> [WHAT YOU NEED TO DO]:
Retype, without alteration, each line from the line containing "If you could locate the front" to the final line of the records.

-------------------------

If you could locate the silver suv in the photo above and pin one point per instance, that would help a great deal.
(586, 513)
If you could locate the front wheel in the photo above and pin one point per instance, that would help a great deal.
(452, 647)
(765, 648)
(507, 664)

-------------------------

> [RESPONSE]:
If you could locate the front wheel in the photo above and pin one point per instance, that would help a great deal.
(452, 647)
(765, 648)
(507, 664)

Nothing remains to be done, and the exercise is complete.